## EXCERPTED TEXT
START

When the fine adjustment pattern is printed, in the case of making the landing positions of ink droplets of the two nozzle rows in agreement, a reference pattern BP is printed with one nozzle row, and a shifted pattern SP is printed with another nozzle arrow. In the case of making the landing positions of ink droplets during the forward and backward movements in agreement, a reference pattern BP is printed during the movement in the forward direction, and a shifted pattern SP is printed during the movement in the backward direction.
After the fine adjustment pattern is printed, next, the printed fine adjustment pattern is read (S1008), an adjustment value is calculated based on the read information (S1010), and the process proceeds to S608. Meanwhile, for each area in the fine adjustment pattern, if the amount of shift between two patterns is changed, the area ratio of the print area to the print medium changes. Hence, to make in agreement the landing positions of ink droplets between the two nozzle rows or between the frontward and backward directions, the ink ejection timing needs to be shifted by the amount that makes the density of the fine adjustment pattern lowest.

END

## DATA ROWS

START

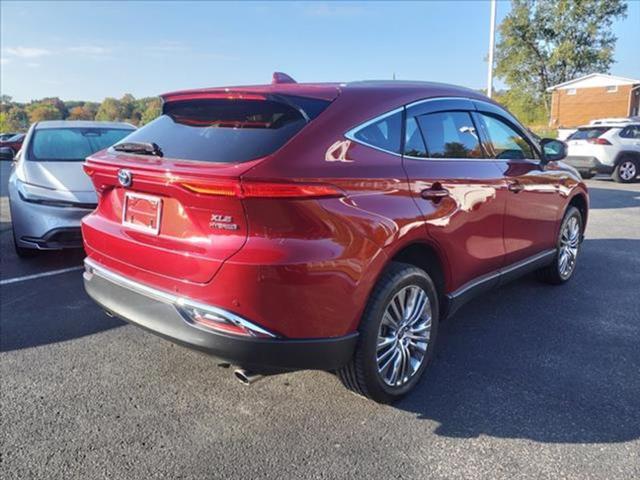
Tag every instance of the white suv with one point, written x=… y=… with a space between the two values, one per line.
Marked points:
x=606 y=146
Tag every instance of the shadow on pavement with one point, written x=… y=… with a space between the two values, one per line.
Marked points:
x=49 y=310
x=603 y=198
x=550 y=364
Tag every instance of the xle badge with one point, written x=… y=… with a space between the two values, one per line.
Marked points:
x=222 y=222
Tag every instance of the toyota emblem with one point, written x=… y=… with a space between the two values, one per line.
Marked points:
x=124 y=177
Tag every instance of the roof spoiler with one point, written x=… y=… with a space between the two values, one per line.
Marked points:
x=279 y=77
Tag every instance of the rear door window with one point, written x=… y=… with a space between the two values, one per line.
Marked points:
x=450 y=135
x=224 y=130
x=72 y=144
x=506 y=142
x=587 y=133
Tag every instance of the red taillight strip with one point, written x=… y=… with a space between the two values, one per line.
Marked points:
x=258 y=189
x=599 y=141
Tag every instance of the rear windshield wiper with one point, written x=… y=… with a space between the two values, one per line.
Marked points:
x=141 y=148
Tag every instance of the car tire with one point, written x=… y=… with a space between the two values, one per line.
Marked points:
x=568 y=248
x=23 y=252
x=409 y=355
x=626 y=170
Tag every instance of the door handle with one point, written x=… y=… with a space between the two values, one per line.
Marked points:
x=515 y=187
x=436 y=192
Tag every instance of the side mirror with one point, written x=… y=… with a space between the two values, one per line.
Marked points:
x=6 y=153
x=552 y=150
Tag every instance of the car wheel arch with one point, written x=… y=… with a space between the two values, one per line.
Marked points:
x=626 y=154
x=427 y=257
x=579 y=200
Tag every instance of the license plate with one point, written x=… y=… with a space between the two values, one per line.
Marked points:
x=142 y=212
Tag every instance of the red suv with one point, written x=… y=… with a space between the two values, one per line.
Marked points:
x=325 y=226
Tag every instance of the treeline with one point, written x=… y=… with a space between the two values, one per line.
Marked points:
x=16 y=116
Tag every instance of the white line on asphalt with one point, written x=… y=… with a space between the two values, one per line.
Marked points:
x=39 y=275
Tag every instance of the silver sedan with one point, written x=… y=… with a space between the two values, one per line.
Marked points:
x=49 y=193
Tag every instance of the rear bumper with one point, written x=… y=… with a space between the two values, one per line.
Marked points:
x=157 y=311
x=588 y=164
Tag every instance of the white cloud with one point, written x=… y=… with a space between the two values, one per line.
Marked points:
x=27 y=52
x=89 y=50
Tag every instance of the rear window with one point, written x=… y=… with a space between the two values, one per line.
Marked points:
x=226 y=131
x=587 y=133
x=72 y=144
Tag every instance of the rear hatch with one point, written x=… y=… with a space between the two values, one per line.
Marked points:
x=171 y=192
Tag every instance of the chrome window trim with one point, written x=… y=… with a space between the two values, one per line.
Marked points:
x=93 y=268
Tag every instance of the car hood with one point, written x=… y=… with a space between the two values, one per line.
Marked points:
x=63 y=176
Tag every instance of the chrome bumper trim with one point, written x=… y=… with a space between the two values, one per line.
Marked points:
x=93 y=268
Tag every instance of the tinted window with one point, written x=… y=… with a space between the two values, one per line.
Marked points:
x=72 y=144
x=384 y=134
x=450 y=135
x=223 y=130
x=505 y=141
x=586 y=133
x=414 y=143
x=631 y=132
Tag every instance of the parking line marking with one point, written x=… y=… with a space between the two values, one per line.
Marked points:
x=40 y=275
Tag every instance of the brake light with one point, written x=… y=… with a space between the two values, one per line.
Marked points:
x=258 y=189
x=599 y=141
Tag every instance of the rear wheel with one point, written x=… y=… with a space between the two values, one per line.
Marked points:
x=568 y=247
x=626 y=171
x=397 y=335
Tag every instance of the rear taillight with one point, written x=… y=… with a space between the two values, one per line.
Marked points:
x=599 y=141
x=260 y=189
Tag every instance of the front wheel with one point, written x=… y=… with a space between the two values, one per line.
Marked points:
x=626 y=171
x=568 y=247
x=397 y=335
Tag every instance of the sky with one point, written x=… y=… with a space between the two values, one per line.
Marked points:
x=91 y=50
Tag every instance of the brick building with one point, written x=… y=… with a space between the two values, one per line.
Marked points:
x=579 y=101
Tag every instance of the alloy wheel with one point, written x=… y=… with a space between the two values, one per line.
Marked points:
x=569 y=242
x=628 y=170
x=403 y=336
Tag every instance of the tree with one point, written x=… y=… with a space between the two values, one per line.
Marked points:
x=43 y=111
x=80 y=113
x=544 y=43
x=111 y=110
x=152 y=110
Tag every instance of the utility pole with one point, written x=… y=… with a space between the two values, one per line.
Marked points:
x=492 y=41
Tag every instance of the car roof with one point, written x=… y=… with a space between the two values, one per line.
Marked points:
x=81 y=124
x=404 y=91
x=608 y=125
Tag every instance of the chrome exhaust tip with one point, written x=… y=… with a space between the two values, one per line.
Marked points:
x=246 y=377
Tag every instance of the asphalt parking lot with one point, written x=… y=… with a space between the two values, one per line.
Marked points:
x=529 y=381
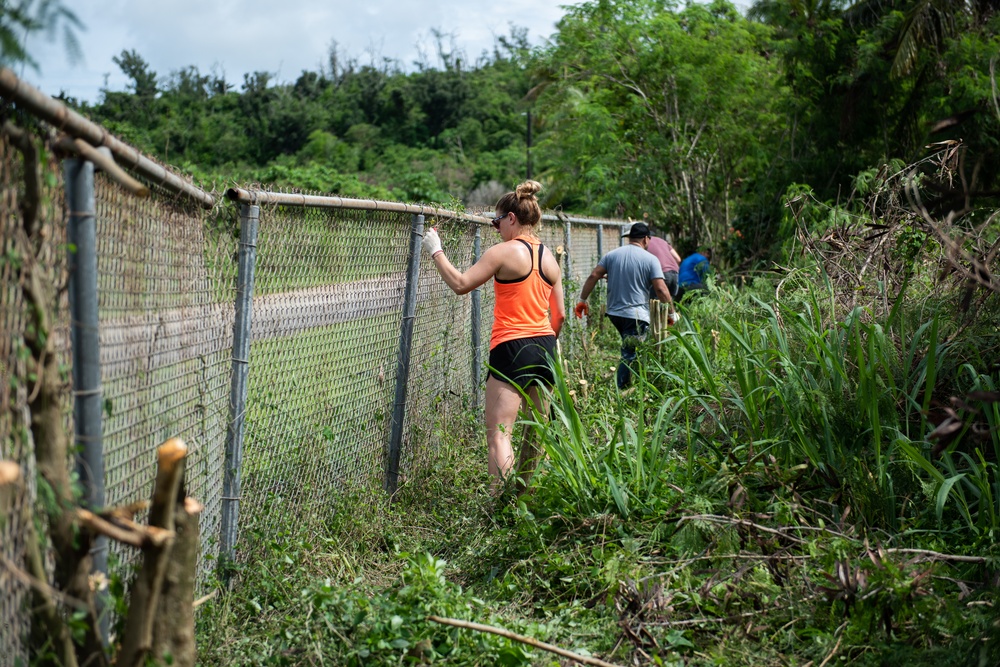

END

## TASK BRIEF
Transcribe the excerpt on ink droplet alignment from "After the fine" up to and including "adjustment pattern lowest.".

## REPLY TO THE EXERCISE
After the fine adjustment pattern is printed, next, the printed fine adjustment pattern is read (S1008), an adjustment value is calculated based on the read information (S1010), and the process proceeds to S608. Meanwhile, for each area in the fine adjustment pattern, if the amount of shift between two patterns is changed, the area ratio of the print area to the print medium changes. Hence, to make in agreement the landing positions of ink droplets between the two nozzle rows or between the frontward and backward directions, the ink ejection timing needs to be shifted by the amount that makes the density of the fine adjustment pattern lowest.